Top of DATASET EXTRACT

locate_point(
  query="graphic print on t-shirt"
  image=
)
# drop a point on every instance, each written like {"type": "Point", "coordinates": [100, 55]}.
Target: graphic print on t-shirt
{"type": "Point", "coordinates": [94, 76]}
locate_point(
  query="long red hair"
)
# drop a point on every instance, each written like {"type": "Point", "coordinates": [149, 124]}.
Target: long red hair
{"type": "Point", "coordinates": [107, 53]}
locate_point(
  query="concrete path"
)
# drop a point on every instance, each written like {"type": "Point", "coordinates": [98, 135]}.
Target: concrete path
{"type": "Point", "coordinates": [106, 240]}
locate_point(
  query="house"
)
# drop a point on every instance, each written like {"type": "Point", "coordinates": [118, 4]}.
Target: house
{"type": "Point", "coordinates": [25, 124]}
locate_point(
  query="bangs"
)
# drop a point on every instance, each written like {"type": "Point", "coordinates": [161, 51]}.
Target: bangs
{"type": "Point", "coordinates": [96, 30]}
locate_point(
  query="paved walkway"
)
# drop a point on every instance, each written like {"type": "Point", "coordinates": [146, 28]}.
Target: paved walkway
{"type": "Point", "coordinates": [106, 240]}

Bottom of DATASET EXTRACT

PROBLEM REQUIREMENTS —
Determine how many lines in the data above contain the string "query". Give nothing except the number.

SOLVED PROBLEM —
6